Mémoires Croisées

La répression des homosexuels pendant la Seconde Guerre Mondiale en France, Arnaud Boulligny, 4 Juillet 2019.

Le 4 juillet 2019 aux archives départementales du Cher

Conférencier : Arnaud Boulligny

 

Historiographie :

Ex : déportation pour raison d’homosexualité ≠ homosexualité dans les camps

Un déporté homosexuel ≠ un homosexuel déporté comme par exemple Aimée Spitz

 

Pour cette question, l’important est de prendre en compte le contexte durant la guerre, la législation étant différente selon les pays, de même que les gouvernements et les acteurs de cette répression.

En Allemagne, le paragraphe 175 du code pénal ne prend en compte que l’homosexualité masculine, prévoit une condamnation et la déportation. 100 000 personnes fichées conduisant à 50-60 000 condamnations puis 5 à 15 000 déportations d’Allemands.

En France, le dernier bûcher de sodomes remonte à 1750, puis recours aux articles 330 à 334 du code pénal permettant de faire condamner les homosexuels. Au cours du XIXe siècle, l’homosexualité est assimilée à une maladie mentale. A la veille de la Seconde Guerre mondiale, les homosexuels font l’objet de surveillance et d’arrestation. Pour les Pétainistes, ces pratiques démontrent un affaissement moral de la Nation mais en réalité des mesures sont prises par la IIIe République dès le 18 novembre 1939 par les préfets conduisant à des internements administratifs. Ensuite on procède à des rafles pendant 10 jours (ex : Cannes et Nice[1]), on vise alors les homosexuels « visibles », les « invertis notoires », une quarantaine de personnes détenues à la citadelle de Sisteron et au Fort Barraux : les 2/3 seront libérées en 1 an. 3 sont morts d’épuisement, 6 sont déportés à Buchenwald mais pas pour cette raison (triangle rouge).

### [Entrées fournies]
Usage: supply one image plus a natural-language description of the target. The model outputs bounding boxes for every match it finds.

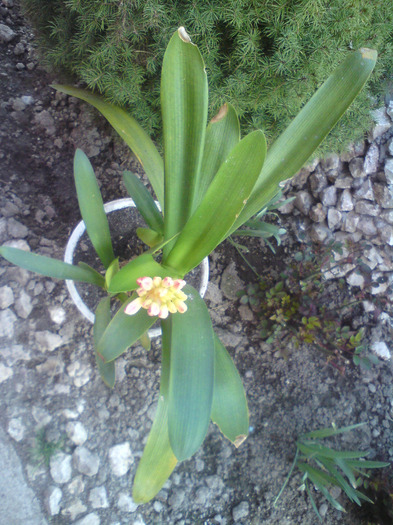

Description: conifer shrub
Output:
[22,0,393,154]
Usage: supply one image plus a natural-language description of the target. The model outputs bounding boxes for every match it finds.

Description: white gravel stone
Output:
[66,421,87,445]
[35,330,63,352]
[109,441,134,477]
[232,501,250,523]
[117,492,138,512]
[371,341,392,361]
[15,290,33,319]
[0,24,16,43]
[0,286,14,310]
[46,487,63,516]
[89,486,109,509]
[49,306,66,324]
[75,512,101,525]
[72,447,100,477]
[0,363,14,383]
[7,217,29,239]
[50,452,72,485]
[0,308,17,339]
[7,418,26,441]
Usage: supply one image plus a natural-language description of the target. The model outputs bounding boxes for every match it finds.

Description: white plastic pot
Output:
[64,198,209,338]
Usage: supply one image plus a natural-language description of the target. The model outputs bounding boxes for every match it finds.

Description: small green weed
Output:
[32,427,64,467]
[274,423,390,521]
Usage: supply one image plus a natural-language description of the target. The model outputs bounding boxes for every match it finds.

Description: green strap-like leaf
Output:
[132,320,177,503]
[97,297,157,362]
[108,253,179,293]
[168,286,214,461]
[52,84,164,205]
[200,104,240,198]
[123,171,164,234]
[93,297,116,388]
[211,335,249,447]
[163,131,266,275]
[231,48,377,232]
[161,28,208,248]
[0,246,105,288]
[74,149,115,268]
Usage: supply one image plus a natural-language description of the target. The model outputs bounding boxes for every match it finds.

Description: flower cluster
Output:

### [Consignes]
**A.** D'après le texte sur la répression des homosexuels, à quelle date la IIIe République prend-elle les premières mesures par l'intermédiaire des préfets ?
**B.** Reprenez le texte sur la répression des homosexuels à la suite de sa dernière phrase, en poursuivant dans le même style.

### [Réponses par tâche]
**A.** Le 18 novembre 1939.

**B.**
La répression est renforcée en France par la loi du 6 août 1942 modifiant l’article 334 du Code pénal qui instaure avec une portée plus étendue s’agissant de l’atteinte publique à la pudeur (donc une répression plus dure sur l’homosexualité « visible »).

Ex : Abel Bonnart, ministre de l’éducation nationale homosexuel, surnommée la « gestapette ».

 

En Allemagne en 1935, on élabore une nouvelle version du paragraphe 175 qui est ensuite appliqué en France durant la guerre. On introduit des cas de crimes aggravés d’homosexualité encourant des peines de 10 ans :

Himmler condamne fortement l’homosexualité masculine car les individus homosexuels sont inutiles pour la reproduction de la race aryenne conduisant même à la dénatalité. Selon lui, l’homosexualité est acquise et non innée donc on peut la « soigner » dans les camps.

35 personnes sont alors jugées par des tribunaux militaires allemands et envoyés en déportation en Allemagne dans des camps de travaux forcés. On a des peines d’un mois jusqu’à 5 ans pour des faits de « drague » d’officiers allemands et on craint pour la sécurité du Reich (espionnage, chantage…)

Ex : Albert Michel condamné en 1943 à Mont Saint Aignan (76).

Condamnations aussi sur les chantiers de l’Atlantique (enjeux stratégiques majeurs).

12 personnes condamnées pour raison d’homosexualité avec des peines supérieures à un an, envoyées en Allemagne.

Gestapo (Sipo SD) : 9 cas avec arrestation puis déportation mais portant un triangle rouge

Hugues Lambert : Acteur arrêté en 1943 de retour d’un café parisien, il est passé par le camp de Compiègne-Royallieu, déporté à Buchenwald en 1943.

En Allemagne, 115 travailleurs du STO et prisonniers de guerre

En Alsace-Moselle, la répression est vive (surtout en Alsace avec 390 cas : 350 Français et 40 étrangers :  contre moins de 20 en Moselle). On remarque une très grande diversité des mesures répressives :

Sur les 350, 14 sont internés au camp de Natzweiler, 100 sont expulsés avec leur famille, 130 sont en détention policière, 120 détenus au titre du paragraphe 175, 110 sont internés au Sicherungslager de Schirmeck dans le Bas-Rhin (les détenus homosexuels portent ici une barrette bleue), 12 meurent en détention.

 

Conclusion :

550 ressortissants français inquiétés sous plusieurs formes de répression.

30 sont internés dans un camp de concentration, 27 trouvent la mort au cours ou à la suite de leur détention.

 

Compte-rendu réalisé par J.Langlois.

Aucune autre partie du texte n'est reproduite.